Teradata V14.10 Join Feature PRPD
- Rows being joined must be on the same AMP, so Teradata will redistribute one or both tables by the join condition if the rows are not naturally on the same AMP.
- If a table is being redistributed by the join column and that column causes skew, the query might abort with a spool error because all spool spaces is calculated on a per AMP basis.
Partial Redistribution Partial Duplication (PRPD)
Partial Redistribution Partial Duplication (PRPD) is a new hybrid join strategy for joins with equality join conditions in the case where one or both of the joining tables are skewed.
- It provides a “divide-and-conquer” approach to reduce the impact of data skew on query and system “HOT AMP” situations.
- PRPD divides the two sources into subsets based on skewed values extracted from statistics histograms, performs several (2 or 3) regular joins between those subsets, and combines the join results of the subsets into a common spool.
- 2-fold plan: If only one source is skewed, both sources are divided/split into two subsets and 2 regular joins are performed.
- 3-fold plan: If both sources are skewed on different values, both of them are divided/split into three subsets, and 3 regular joins are performed.
Joining Skewed Tables on an Equality Join Condition
- When one or both tables in a join contain skewed values, the performance of the join operation is frequently degraded. Skew on certain values refers to the variation in the number of rows that contain those values among the various AMPs. If the variation is high, meaning that some AMPs have a high number of rows with those values and some AMPs have far fewer rows with the values, the values are described as being skewed and the base table is said to be skewed on these values.
- For example, consider the 2 tables material and price, which are joined on the condition material.material_id = price.material_id, and column price.material_id is skewed on the value 1.
The classic join strategies pursue various geographic methods such as those listed below, where the relative sizes of the individual tables play a major role in selecting the optimal strategy. For example, if the table being duplicated in the second or third plan is large or if both the tables are large, any plan chosen from the list can degrade performance.
- Redistribute material on material.material_id and redistribute price on price.material_id.
- Duplicate material and access price locally/directly.
- Access material locally/directly and duplicate price.
A partial redistribution partial duplication (PRPD) join strategy helps to minimize the impact of skew on join performance by, for example, making the join between price and material as 2 separate joins.
- For the first join, PRPD keeps the rows with the skewed value 1 of price.material_id locally on each AMP and duplicates rows from material.material_id that match the skewed value of price.material_id to all AMPs and then joins only those rows.
- For the second join, PRPD joins the non-skewed rows from the price table and the rest of the rows from the material table using whatever join method the Optimizer determines to be best.
- Teradata Database combines the results of these 2 joins as the final join result.

☆ ☆ ☆ ☆

OBJECTIVES.
(1) List every classic join strategy that the PRPD text gives for joining the material and price tables.
(2) Answer these questions from the PRPD text:
(a) How many regular joins are performed in a 3-fold plan?
(b) In the example, on which value is price.material_id skewed?
(c) Why might a query abort with a spool error when redistribution by a skewed join column occurs?
(3) Carry on the text about the Teradata PRPD join strategy from the point where it stops.

Excerpts of pointing data.
☆ ☆ ☆ ☆

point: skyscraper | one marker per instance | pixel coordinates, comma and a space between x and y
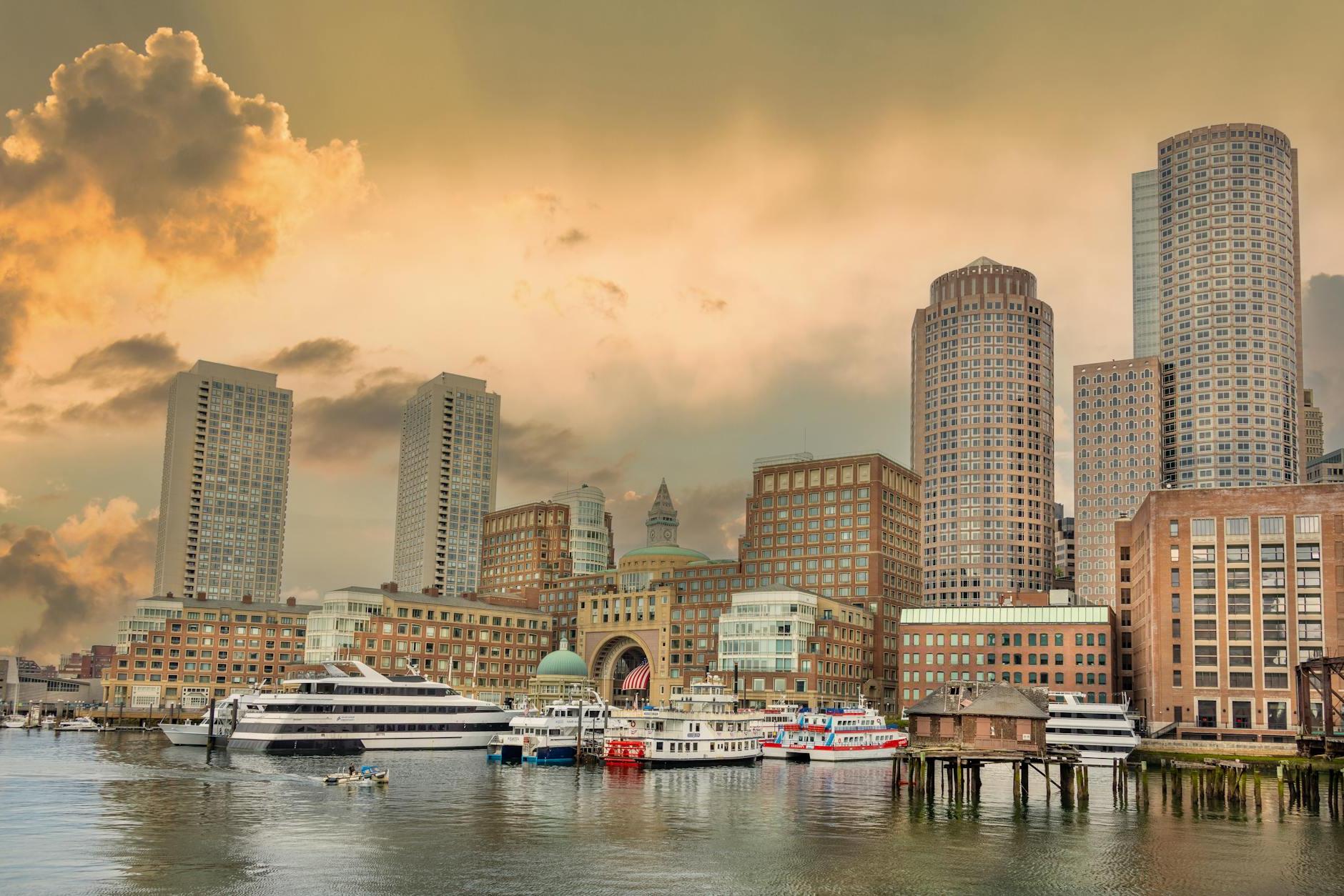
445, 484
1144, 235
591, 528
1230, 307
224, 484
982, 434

☆ ☆ ☆ ☆

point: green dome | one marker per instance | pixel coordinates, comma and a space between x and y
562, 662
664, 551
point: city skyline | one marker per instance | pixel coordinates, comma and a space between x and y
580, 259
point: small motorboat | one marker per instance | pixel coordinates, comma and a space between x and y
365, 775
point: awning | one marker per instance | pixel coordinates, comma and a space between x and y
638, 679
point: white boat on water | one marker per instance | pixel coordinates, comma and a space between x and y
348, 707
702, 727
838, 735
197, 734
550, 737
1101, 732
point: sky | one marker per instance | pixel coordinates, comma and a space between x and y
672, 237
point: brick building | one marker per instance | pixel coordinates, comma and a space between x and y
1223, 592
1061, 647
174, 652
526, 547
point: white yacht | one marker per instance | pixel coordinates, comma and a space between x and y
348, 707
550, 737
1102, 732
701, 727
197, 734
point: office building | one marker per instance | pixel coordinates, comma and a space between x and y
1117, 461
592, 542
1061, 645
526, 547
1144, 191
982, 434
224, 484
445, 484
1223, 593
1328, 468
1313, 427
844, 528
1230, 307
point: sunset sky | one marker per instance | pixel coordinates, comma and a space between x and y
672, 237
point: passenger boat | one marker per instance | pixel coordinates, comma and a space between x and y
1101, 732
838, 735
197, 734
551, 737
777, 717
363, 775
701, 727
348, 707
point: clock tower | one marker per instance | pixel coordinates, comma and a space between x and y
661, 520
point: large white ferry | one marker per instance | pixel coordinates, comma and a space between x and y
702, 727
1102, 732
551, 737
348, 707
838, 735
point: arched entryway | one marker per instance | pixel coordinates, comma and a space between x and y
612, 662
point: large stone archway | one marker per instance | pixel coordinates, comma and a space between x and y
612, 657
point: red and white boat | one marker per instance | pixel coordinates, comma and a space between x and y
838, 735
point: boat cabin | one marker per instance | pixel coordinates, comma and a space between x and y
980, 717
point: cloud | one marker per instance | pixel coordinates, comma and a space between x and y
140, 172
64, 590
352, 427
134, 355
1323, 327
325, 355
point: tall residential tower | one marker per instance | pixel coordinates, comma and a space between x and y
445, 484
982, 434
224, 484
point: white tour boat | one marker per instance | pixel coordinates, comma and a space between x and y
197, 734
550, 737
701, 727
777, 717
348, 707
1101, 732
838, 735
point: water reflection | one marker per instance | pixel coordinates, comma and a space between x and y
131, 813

☆ ☆ ☆ ☆

THE RESPONSES.
(1)
- Redistribute material on material.material_id and redistribute price on price.material_id.
- Duplicate material and access price locally/directly.
- Access material locally/directly and duplicate price.

(2)
(a) Three regular joins.
(b) The value 1.
(c) All spool space is calculated on a per AMP basis.

(3)
- The process of dividing the rows in a single source into several subparts is referred to as a split. Using the PRPD join strategy, Teradata Database splits both the price and material tables into 2 relations that participate in 2 regular joins later in the process. For the subparts of the 2 tables with skewed values, the Optimizer also selects the best join plan based on the costs of the different join plans, so the geographies are set according to the most optimal join plan.
- The preceding case is just one possible example of PRPD when there is a single skewed value in a single column of one table. The Optimizer can also use PRPD when there is more than one skewed values and multiple join columns with skew in one or both of the tables. When the set of join conditions is on expressions of base table columns and statistics have been collected on the expressions, the Optimizer can also use PRPD to join skewed tables.
- For the preceding example, the Optimizer selects a local geography for the skewed rows in price and a duplication geography for the rows with skewed values in material. These geographies are not fixed in PRPD.
- PRPD requires the same demographic support as any other join operation, such as accurate statistics, which it uses to determine the list of skewed values. PRPD uses skew detection logic to update existing statistics if the Optimizer determines that is necessary. The Optimizer selects a join plan using PRPD only if it is cheaper than other join methods. When both relations being joined are skewed on the same value, the selection of which relation is the skewed relation depends on the number of rows with skewed values and the row size of both relations. The Optimizer selects the relation with a higher cost based on those factors as the skewed relation.
- The main challenge the Optimizer faces when it determines whether to use PRPD for a join is to detect the biased values and their frequencies because the single table conditions and previous joins, if any, might filter out some loners and alter the frequency of the surviving loners. The Optimizer does not always have accurate loner information for PRPD planning.
- PRPD is designed to operate in one of 2 modes, depending on an internal parameter setting.
|MODE||The Optimizer considers a PRPD plan|
Example 1) : PRPD for Skewed Expression Statistics Following are some examples to clarify when the Optimizer can try a PRPD plan with join operations.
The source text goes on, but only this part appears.